Донской казак Авраамов был одним из первых, кто ещё в 1916 году подверг на страницах «Музыкального современника» сомнению проповедовавшуюся Сабанеевым, тогдашним зоилом Прокофьева, теорию «ультрахроматизма», якобы восходящего к Скрябину. Впоследствии сабанеевские теории пытались воплотить на практике и Артур Лурье (в сочинениях для специально построенного на фабрике братьев Дидерихс микротонового «рояля с высшим хроматизмом»), и — сперва в России, потом во Франции — Иван Вышнеградский. Суть «ультрахроматизма» сводилась к включению в область музыкального, как говорил Сабанеев, «всех звуков <…>, а не только тех 12, которые нам представлены темперированным строем», — известной последовательностью полутонов в пределах одной октавы, окончательно утверждённой в качестве музыкальной конституции «Хорошо темперированным клавиром» Иоганна Себастьяна Баха. Скрябин в своих поздних сочинениях, утверждал Сабанеев, якобы прорывался к преодолению баховской темперации, господствовавшей в музыкальном искусстве на протяжении Нового времени.
По Авраамову, ошибки апологетов «ультрахроматизма» сводились к следующему. Во-первых, Скрябин, их вдохновитель, первичным считал всё-таки инструмент (фортепиано), темперированный в любом случае «по-баховски». Во-вторых, любое уточнение темперации, введение четверть тонов и так далее ad infinitum, ведёт не к большей свободе, а к ещё большей рациональности как в нотации музыки, так и в её исполнении.
За этой, казалось бы, технической и для не-музыканта сухой дискуссией стоял ключевой вопрос: принимаем ли мы буржуазно-либеральную цивилизацию, одним из интеллектуальных воплощений которой, своеобразной музыкальной конституцией и был — да, именно так! — «Хорошо темперированный клавир» Баха, или отрицаем её, как её с самого начала отрицал уроженец окраин «цивилизованного» мира, вольный казак Арсений Авраамов?
Но ведь и Прокофьев относился к буржуазному, урбанистическому, цивилизаторскому миру критически, хотя и не прочь был использовать его удобства себе на пользу. Впоследствии, когда был осознан огромный эстетический потенциал и так называемой «индустриальной» стилистики, то среди тех, кто попытался его использовать, был и «скиф» Прокофьев с машинным финалом ещё не исполнявшегося «Стального скока». Авраамов, критиковавший Прокофьева на страницах советской печати, задолго до моды на саму стилистику, разыграл в 1922 году на гудках бакинских заводов звуко-пространственную «Симфонию гудков». Забегая вперёд скажем, что в 1930-е годы он продолжил радикальное экспериментирование и занялся визуальным записыванием музыки на пленку с возможностью дальнейшего звукового воспроизведения, предвосхищая своими опытами электронное синтезирование звуков и тембров.

#### [ЗАДАНИЕ 1]
Покажите без изменений каждую строку записей ниже, в которой встречается слово «tree».

#### [ПРЕДОСТАВЛЕННЫЕ ЗАПИСИ]

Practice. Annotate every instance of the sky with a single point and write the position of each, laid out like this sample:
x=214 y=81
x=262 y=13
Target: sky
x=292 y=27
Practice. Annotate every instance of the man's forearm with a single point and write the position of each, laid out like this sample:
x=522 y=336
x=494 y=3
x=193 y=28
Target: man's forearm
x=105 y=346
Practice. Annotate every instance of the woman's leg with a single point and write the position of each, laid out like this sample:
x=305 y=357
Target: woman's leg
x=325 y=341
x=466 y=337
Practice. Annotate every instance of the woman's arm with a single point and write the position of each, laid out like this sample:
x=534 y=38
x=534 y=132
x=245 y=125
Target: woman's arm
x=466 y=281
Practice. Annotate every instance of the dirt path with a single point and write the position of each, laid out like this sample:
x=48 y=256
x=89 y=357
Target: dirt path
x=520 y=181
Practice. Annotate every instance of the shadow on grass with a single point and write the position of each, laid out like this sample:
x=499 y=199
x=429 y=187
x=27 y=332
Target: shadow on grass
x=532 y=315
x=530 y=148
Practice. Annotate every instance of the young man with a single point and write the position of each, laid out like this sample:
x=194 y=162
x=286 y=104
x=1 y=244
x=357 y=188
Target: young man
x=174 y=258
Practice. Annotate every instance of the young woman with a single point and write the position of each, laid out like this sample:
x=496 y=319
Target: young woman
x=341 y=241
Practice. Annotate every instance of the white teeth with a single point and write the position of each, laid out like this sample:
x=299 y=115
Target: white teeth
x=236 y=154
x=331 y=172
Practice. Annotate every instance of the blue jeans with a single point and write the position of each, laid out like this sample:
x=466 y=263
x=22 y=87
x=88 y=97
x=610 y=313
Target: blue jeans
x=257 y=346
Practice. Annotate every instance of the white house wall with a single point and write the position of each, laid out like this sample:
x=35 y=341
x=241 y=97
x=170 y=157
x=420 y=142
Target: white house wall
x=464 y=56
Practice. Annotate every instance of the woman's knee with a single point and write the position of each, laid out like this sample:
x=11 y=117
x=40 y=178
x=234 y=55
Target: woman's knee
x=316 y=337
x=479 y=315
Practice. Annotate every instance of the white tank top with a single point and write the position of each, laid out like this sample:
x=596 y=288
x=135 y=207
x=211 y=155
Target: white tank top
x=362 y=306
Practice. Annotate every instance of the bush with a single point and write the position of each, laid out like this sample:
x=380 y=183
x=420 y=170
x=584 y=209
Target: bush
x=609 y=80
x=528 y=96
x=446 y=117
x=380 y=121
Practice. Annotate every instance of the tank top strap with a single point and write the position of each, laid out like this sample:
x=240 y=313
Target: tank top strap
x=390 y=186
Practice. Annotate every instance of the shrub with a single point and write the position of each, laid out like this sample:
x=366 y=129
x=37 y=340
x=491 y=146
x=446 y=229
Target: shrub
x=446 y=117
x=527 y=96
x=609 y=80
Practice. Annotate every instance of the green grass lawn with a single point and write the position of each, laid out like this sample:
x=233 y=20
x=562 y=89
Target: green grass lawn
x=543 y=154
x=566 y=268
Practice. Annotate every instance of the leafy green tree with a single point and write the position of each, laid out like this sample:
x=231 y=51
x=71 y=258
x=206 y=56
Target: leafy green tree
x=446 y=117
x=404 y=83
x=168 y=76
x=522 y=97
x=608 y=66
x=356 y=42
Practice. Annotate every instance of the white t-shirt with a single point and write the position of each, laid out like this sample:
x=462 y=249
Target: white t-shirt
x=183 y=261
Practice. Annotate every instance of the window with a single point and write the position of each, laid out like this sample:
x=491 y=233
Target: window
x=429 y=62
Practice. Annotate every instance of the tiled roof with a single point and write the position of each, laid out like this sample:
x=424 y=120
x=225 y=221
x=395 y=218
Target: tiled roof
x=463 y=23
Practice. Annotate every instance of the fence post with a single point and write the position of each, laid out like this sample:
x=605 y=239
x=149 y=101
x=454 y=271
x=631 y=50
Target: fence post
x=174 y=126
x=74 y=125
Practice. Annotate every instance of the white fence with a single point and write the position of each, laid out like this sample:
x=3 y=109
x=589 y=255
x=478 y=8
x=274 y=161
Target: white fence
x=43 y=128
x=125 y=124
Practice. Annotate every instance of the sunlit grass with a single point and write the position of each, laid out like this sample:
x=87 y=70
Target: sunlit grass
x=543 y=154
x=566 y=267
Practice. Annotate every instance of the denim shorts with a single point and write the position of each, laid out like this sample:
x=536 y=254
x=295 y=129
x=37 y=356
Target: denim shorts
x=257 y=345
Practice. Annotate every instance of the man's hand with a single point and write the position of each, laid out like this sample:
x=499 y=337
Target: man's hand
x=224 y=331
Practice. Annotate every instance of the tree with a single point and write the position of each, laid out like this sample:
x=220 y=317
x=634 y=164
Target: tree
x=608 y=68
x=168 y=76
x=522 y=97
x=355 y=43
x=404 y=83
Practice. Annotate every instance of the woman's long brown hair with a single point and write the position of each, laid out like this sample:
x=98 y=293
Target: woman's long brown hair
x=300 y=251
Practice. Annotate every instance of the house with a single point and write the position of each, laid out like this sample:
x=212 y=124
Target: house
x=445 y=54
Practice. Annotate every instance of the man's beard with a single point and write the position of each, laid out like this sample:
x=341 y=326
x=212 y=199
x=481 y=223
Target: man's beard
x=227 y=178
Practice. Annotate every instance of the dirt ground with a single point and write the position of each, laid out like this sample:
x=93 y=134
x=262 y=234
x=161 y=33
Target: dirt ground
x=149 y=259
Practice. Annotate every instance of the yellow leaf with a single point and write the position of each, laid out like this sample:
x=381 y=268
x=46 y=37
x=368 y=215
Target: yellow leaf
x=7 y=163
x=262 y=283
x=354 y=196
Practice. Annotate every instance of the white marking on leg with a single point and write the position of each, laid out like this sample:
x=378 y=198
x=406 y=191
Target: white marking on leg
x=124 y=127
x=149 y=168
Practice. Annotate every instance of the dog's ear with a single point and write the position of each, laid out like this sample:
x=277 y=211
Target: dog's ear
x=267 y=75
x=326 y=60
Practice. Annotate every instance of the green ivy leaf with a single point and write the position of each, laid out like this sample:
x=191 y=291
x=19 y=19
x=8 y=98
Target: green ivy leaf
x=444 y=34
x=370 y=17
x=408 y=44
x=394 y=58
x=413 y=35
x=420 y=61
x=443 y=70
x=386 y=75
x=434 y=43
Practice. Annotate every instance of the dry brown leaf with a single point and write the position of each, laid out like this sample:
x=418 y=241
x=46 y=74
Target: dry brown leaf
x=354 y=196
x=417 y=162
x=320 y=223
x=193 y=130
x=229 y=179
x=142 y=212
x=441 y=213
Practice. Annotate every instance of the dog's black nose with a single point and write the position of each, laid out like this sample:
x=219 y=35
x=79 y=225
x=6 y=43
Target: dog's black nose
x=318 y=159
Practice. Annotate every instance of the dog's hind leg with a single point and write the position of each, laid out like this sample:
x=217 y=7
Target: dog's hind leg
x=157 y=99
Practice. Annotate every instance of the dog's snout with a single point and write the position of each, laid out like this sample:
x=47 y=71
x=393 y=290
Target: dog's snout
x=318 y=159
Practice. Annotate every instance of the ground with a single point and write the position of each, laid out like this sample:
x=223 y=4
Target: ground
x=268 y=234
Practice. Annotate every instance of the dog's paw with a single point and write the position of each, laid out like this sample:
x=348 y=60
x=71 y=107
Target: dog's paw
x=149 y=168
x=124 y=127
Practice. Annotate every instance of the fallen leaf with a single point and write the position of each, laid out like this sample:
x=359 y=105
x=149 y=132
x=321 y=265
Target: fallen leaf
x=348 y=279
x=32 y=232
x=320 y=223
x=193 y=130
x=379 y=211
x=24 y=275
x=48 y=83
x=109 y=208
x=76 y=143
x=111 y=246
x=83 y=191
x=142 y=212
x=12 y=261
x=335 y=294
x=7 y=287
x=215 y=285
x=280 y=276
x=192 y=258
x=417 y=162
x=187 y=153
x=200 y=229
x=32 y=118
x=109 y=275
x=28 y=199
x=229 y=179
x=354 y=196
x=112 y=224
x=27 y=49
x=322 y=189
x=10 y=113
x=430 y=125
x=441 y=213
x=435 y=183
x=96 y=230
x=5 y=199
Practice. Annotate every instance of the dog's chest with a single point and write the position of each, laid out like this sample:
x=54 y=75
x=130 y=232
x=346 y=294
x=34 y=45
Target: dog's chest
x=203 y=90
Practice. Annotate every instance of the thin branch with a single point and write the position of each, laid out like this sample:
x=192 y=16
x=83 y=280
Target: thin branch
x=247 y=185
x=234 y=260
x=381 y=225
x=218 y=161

#### [ЗАДАНИЕ 2]
Повторите дословно фрагмент текста об Арсении Авраамове выше: всё от слов «За этой, казалось» и вплоть до слов «казак Арсений Авраамов?».

#### [ОТВЕТ 1]
Practice. Annotate every instance of the leafy green tree with a single point and write the position of each, laid out like this sample:
Target: leafy green tree
Practice. Annotate every instance of the tree with a single point and write the position of each, laid out like this sample:
Target: tree

#### [ОТВЕТ 2]
За этой, казалось бы, технической и для не-музыканта сухой дискуссией стоял ключевой вопрос: принимаем ли мы буржуазно-либеральную цивилизацию, одним из интеллектуальных воплощений которой, своеобразной музыкальной конституцией и был — да, именно так! — «Хорошо темперированный клавир» Баха, или отрицаем её, как её с самого начала отрицал уроженец окраин «цивилизованного» мира, вольный казак Арсений Авраамов?